START Quoted text

Takis - Cosmos in Motion
at the Niarchos Cultural Centre.
A double pleasure: seeing 46 sculptures by Takis as well as visiting this iconic building and its wonderful park. We had a wonderful day. If you want to find out more about the building go here and here
We entered the building and moved on to the Agora
the national library on our right. If you want to learn more about the library go here
Panayiotis Vassilakis - known by the nickname Takis - became one of the most original artistic voices in Europe in the 1960s. He remains a ground-breaking artist today. Born in 1925 in Athens, the self-taught artist began by studying ancient sculpture before moving in a radically new direction. During WWII, Takis was active in the Resistance in occupied Greece and faced political persecution during the Greek Civil War that followed. To escape the stifling political climate and pursue his artistic career, he moved from Athens to Paris in 1954. While living in Paris in the mid-1950s, he started exploring the sculptural possibilities of electromagnetism. For Takis the 'visual qualities' of his work were irrelevant. 'What I was obsessed with was the concept of energy'.
At the other end of the reflective pool, three more sculptures.
In 1959, Takis made a leap from figurative art to a new form of abstraction, based on magnetic energy. He suspended metal objects in space using magnets, giving lightness and movement to what is usually gravity-bound and still. He was fascinated by the waves of invisible energy that he saw as 'a communication' between materials. Art critic Alan Jouffron described these works as 'telemagnetic'. 'Tele' meaning 'at a distance', suggests their relationship to technologies such as television and telephone.
Throughout the 1960s and 1970s Takis incorporated radar, antennae, aerials, dials and gauges into his sculptures. Although he approached these materials with knowledge about engineering and science, he consistently defined himself as an artist geared towards mythological thought. In his hands, technologies of warfare e and environmental destruction became monuments of beauty and contemplation: 'My desire as a sculptor was to learn to use this energy, and through it, to attempt to penetrate cosmic mysteries', he explained.

END Quoted text
START Stored rows

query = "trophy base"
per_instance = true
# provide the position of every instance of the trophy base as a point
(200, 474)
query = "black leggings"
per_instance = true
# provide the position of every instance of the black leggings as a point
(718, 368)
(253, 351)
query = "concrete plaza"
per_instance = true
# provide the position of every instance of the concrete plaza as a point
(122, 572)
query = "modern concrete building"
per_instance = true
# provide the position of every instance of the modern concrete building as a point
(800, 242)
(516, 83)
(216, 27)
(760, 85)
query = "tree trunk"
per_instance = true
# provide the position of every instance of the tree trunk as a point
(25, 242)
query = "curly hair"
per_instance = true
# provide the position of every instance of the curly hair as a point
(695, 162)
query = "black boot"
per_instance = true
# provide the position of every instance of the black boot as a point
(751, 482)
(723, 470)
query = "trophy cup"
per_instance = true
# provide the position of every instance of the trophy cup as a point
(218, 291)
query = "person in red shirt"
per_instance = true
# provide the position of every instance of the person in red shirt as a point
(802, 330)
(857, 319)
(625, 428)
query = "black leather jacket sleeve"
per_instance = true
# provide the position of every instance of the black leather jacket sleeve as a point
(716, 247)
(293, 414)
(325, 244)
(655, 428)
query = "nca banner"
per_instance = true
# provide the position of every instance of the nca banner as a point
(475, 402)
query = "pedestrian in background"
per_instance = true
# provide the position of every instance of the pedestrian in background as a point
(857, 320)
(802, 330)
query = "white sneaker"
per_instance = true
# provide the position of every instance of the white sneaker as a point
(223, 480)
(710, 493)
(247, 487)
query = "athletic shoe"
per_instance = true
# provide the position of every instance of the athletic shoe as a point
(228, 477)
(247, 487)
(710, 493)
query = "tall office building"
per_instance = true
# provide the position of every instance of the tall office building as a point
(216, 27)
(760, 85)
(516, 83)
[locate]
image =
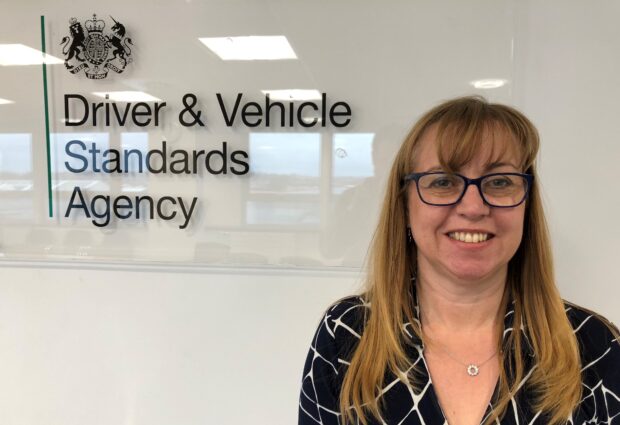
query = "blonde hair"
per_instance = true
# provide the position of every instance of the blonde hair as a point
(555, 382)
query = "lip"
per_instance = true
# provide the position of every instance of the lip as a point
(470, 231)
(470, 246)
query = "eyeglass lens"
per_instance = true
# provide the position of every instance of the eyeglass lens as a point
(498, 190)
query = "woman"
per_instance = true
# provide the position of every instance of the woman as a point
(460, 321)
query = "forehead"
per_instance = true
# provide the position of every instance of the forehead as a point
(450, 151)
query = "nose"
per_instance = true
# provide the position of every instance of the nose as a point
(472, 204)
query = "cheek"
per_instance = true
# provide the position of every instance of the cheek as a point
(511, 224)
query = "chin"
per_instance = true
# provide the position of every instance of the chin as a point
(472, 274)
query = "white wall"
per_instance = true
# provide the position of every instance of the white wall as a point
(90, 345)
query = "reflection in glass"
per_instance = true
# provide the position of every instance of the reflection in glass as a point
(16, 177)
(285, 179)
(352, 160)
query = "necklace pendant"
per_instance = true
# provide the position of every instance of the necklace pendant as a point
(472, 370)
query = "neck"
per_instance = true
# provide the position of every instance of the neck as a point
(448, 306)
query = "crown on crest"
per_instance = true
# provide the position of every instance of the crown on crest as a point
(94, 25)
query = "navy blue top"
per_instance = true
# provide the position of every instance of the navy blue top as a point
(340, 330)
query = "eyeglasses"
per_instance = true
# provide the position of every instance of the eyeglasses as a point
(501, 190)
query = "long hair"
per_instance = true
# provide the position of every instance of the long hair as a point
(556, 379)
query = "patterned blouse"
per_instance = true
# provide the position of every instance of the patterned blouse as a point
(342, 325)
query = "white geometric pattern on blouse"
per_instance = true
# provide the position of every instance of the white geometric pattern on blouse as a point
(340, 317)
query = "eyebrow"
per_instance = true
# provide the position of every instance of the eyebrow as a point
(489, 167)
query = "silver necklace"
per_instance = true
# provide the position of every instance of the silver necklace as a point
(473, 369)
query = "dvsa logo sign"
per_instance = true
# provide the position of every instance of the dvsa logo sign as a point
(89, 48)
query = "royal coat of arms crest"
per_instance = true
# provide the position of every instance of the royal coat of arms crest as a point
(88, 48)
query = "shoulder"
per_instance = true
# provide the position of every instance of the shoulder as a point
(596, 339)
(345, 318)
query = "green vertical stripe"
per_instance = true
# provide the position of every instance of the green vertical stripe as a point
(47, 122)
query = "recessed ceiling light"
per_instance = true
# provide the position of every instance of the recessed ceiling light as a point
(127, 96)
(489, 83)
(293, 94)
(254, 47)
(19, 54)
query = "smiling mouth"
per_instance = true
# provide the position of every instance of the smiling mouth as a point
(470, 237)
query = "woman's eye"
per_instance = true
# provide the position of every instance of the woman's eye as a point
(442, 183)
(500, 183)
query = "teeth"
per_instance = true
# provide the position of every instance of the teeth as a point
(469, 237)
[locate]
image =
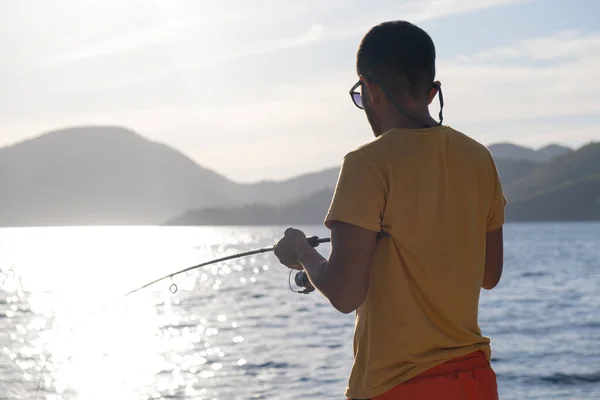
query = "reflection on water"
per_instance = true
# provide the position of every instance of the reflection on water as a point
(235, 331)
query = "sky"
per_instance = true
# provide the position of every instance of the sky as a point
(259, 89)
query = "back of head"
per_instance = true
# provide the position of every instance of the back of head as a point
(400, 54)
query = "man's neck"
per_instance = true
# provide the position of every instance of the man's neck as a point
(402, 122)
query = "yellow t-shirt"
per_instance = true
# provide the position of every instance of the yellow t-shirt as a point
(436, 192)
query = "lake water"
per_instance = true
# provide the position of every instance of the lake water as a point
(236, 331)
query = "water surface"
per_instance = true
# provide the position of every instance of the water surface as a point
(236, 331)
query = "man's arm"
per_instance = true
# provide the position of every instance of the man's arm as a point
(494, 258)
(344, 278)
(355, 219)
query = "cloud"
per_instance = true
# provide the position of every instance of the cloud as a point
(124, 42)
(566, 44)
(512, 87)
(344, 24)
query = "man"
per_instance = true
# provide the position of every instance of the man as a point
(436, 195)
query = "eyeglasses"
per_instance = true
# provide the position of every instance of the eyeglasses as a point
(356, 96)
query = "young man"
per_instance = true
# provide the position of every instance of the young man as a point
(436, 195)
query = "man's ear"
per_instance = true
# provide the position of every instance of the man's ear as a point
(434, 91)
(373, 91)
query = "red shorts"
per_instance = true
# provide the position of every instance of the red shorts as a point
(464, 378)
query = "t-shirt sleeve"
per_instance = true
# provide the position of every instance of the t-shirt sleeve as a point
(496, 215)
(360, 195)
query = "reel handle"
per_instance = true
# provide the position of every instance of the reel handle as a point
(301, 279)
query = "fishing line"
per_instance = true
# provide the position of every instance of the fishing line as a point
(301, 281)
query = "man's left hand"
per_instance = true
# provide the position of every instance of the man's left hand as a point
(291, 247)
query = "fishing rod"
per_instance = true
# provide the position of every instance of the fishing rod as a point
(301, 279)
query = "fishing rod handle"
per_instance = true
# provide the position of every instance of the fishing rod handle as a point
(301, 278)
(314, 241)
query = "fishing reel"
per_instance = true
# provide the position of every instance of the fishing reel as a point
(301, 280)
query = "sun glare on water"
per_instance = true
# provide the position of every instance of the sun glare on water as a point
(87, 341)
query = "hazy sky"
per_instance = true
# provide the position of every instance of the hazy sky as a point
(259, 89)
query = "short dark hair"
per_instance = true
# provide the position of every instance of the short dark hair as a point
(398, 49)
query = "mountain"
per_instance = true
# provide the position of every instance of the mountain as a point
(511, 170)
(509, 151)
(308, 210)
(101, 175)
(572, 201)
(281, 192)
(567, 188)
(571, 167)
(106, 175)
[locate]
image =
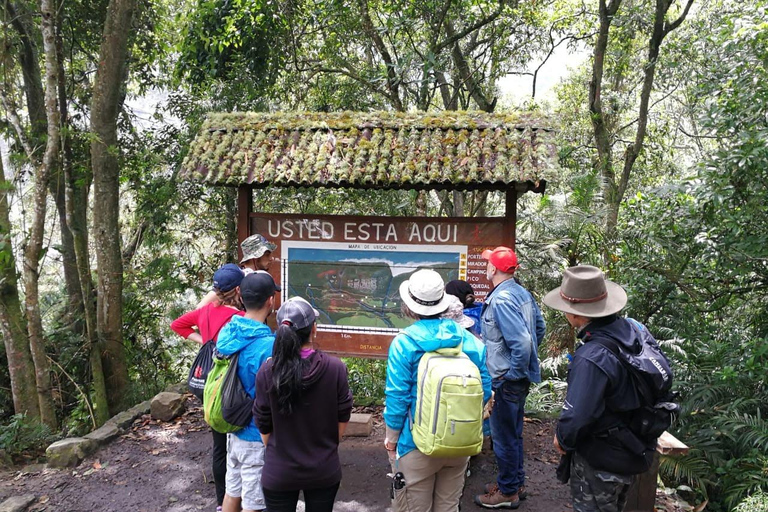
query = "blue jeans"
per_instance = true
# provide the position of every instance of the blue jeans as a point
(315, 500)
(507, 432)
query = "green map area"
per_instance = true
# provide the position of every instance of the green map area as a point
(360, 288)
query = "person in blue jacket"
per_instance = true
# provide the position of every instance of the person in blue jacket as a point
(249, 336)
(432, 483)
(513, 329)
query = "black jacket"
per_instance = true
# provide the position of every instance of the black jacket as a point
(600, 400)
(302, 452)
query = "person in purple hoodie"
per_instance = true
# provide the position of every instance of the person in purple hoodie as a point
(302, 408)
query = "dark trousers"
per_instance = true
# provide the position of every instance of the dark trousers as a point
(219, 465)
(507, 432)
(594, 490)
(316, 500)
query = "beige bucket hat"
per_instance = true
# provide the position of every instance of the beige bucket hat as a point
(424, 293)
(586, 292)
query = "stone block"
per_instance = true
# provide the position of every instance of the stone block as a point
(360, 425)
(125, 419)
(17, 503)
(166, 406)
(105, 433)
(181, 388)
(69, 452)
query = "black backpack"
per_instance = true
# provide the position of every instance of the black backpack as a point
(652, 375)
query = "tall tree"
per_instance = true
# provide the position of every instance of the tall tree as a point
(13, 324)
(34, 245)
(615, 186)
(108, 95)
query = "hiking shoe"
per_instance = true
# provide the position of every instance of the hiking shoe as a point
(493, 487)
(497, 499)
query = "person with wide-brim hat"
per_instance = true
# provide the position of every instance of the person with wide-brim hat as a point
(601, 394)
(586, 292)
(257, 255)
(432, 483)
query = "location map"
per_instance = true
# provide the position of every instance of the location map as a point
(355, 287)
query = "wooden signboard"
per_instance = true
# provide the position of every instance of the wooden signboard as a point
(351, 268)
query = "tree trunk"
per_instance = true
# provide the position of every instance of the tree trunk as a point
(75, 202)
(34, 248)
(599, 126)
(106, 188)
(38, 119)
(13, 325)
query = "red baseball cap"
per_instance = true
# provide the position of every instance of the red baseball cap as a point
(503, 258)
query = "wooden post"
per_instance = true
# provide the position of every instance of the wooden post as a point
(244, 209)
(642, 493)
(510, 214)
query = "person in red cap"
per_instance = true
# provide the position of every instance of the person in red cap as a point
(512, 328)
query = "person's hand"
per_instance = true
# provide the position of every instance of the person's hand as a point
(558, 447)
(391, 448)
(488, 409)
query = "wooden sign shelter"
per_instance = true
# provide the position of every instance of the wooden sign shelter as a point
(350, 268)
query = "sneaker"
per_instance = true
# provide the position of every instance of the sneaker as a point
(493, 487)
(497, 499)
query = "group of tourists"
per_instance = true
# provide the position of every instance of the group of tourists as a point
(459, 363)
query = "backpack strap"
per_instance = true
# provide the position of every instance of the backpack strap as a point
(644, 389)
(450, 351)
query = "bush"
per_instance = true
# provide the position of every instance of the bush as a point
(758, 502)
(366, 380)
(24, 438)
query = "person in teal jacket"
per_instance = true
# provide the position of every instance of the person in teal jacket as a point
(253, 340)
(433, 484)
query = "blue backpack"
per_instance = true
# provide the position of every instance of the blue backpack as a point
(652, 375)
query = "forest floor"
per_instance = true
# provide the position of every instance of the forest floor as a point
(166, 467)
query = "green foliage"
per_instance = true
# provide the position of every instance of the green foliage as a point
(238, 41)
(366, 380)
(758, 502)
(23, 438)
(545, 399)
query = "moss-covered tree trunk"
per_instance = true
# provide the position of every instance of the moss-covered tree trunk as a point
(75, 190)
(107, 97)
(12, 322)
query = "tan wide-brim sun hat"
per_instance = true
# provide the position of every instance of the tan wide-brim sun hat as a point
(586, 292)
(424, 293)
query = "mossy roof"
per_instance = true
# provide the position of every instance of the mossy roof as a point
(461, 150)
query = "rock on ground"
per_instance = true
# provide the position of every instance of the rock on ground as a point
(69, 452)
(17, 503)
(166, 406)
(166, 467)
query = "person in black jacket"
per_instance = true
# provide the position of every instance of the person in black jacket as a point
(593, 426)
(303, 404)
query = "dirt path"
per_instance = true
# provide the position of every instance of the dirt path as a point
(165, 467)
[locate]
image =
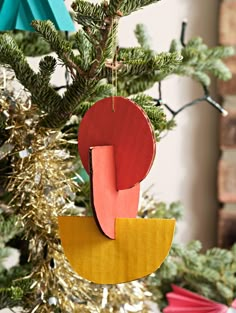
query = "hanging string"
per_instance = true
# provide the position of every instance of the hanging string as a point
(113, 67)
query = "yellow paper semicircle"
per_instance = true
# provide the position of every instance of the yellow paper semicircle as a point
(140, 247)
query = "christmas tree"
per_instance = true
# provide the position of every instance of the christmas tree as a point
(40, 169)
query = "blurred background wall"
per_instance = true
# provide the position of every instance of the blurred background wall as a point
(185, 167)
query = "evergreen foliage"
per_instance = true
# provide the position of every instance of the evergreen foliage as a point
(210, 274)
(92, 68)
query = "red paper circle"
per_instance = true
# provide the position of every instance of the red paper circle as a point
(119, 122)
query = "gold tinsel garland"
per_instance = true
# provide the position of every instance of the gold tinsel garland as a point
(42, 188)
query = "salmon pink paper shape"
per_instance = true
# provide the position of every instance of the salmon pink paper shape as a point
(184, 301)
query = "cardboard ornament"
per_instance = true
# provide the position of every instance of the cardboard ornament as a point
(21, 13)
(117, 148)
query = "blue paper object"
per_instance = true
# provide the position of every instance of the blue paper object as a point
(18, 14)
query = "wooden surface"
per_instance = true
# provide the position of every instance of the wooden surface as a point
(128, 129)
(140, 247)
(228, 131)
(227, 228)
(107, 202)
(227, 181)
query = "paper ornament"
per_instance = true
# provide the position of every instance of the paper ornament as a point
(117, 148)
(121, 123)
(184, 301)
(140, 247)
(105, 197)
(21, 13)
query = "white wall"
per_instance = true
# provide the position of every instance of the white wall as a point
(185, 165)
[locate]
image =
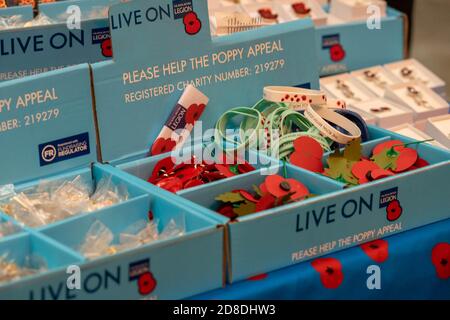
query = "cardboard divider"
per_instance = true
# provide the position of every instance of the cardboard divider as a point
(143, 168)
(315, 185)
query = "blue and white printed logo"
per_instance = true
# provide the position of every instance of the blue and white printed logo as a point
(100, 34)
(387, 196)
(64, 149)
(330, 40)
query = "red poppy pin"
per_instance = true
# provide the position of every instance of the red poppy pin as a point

END Stored rows

Your task –
According to the text above about the Takis exhibition, in what year did Takis move from Athens to Paris?

Exercise result –
1954